North Notes
October 25, 2021
Nov. 1: Noon lunch at Bark – Chris Cargill – Washington Policy Center
Nov. 8: Noon lunch at Bark – Fellowship – Colin Prestesater will be inducted
Nov. 9: November Potlucks:  two homes:  Hayward’s and Perry’s:  due to seating limits 3 couples may attend each one – watch for signup emails!
Nov.15: Noon lunch at Bark – Holmes Christmas wish list tag pickup
Happy Buck$: 
Steve Boharski’s  lake place is his new purchase moving across Priest Lake.  When they loaded their boat with their furnishings, a rocker ended up on top and a neighbor told him that it reminded him of Jed Clampett!  That was a fun story since Dave Hayward had just completed a Sargent at Arms with Beverly Hillbillies trivia and we had just sung the Ballad of Jed Clampett.
Lenore Romney said she was grateful that her Mom was not seriously injured in a recent car accident and that her sister was close by to help out her Mom.
Dave Hayward was happy that they had had a safe journey recently when he and Robin drove  3,113 miles on a 3-week trip to Arizona.   He said the freeways going and coming were something else.
Potluck: Thirteen members/spouses gathered on Oct. 19 at Ron & Edie Schurra’s home.  Here are some pictures of the happy event!  Attending were Robin and Dave Hayward, Chuck and JoAnne Rehberg, Melinda Keberle, Ron and Edie Schurra, Steve and Bernie Perry, John and Catherine Mailiard.
            Bob Romney shared that both of his parents, now 95, are still living in their own home and with their wits about them.  He said they were doing very well!!
            His father is a retired anthropologist and while he was seeking his degrees from Stanford and Harvard, the family moved back and forth between the west and east coasts a lot.

+ + +

_Given instruction:_ Write out the North Notes newsletter from "Nov.15: Noon lunch" up to and including "out her Mom.", swapping "rocker" for "recliner". The items after this point are separate material, apart from the North Notes newsletter.

+ + +

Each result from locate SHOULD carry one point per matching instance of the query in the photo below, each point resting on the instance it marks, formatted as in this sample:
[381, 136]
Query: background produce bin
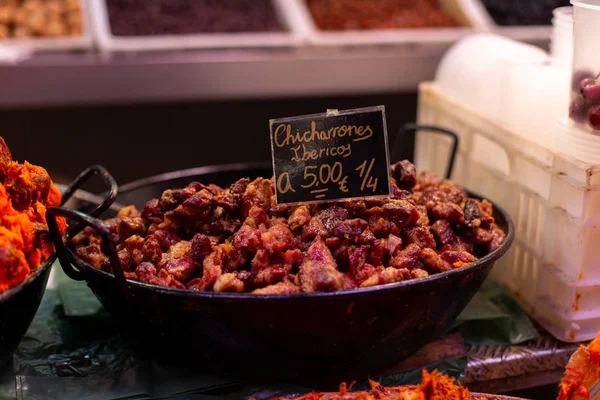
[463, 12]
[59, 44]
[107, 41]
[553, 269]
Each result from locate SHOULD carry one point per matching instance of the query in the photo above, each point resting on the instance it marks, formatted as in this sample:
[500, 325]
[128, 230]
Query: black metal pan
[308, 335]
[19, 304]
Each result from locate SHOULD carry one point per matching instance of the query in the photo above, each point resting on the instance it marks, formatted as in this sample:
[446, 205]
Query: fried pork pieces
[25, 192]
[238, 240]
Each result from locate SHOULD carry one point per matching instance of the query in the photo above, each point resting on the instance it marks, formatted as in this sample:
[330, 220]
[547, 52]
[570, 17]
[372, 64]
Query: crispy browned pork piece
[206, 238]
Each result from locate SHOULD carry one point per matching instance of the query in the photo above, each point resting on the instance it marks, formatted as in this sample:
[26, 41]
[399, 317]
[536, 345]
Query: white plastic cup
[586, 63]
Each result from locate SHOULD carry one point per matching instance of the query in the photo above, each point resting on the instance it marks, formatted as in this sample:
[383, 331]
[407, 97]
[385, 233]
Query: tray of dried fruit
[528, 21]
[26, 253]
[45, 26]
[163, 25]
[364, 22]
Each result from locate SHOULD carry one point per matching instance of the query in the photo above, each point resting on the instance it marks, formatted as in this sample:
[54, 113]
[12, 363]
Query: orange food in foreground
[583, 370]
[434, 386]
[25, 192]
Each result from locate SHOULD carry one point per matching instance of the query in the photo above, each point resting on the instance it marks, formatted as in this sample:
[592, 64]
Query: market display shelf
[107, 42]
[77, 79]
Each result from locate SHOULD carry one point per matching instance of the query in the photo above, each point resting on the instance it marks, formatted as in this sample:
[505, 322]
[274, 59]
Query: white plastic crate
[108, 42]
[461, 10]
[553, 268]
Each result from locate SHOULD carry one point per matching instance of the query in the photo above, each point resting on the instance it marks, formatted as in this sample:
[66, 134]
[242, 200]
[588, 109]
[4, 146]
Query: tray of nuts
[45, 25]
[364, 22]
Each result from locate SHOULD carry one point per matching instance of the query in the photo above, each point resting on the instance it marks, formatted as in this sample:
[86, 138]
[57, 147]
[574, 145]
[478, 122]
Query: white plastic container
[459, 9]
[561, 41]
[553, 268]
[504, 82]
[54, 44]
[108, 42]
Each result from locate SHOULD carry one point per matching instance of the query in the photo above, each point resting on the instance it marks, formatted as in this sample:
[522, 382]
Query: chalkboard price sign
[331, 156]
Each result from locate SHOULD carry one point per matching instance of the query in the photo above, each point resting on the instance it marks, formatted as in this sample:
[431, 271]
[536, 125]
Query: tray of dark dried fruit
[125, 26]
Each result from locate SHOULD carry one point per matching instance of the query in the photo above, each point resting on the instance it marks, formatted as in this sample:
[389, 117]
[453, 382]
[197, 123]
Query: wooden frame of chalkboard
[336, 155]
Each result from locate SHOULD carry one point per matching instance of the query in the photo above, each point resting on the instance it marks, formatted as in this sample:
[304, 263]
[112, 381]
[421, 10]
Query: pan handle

+ + +

_Answer to this task:_
Nov.15: Noon lunch at Bark – Holmes Christmas wish list tag pickup
Happy Buck$: 
Steve Boharski’s  lake place is his new purchase moving across Priest Lake.  When they loaded their boat with their furnishings, a recliner ended up on top and a neighbor told him that it reminded him of Jed Clampett!  That was a fun story since Dave Hayward had just completed a Sargent at Arms with Beverly Hillbillies trivia and we had just sung the Ballad of Jed Clampett.
Lenore Romney said she was grateful that her Mom was not seriously injured in a recent car accident and that her sister was close by to help out her Mom.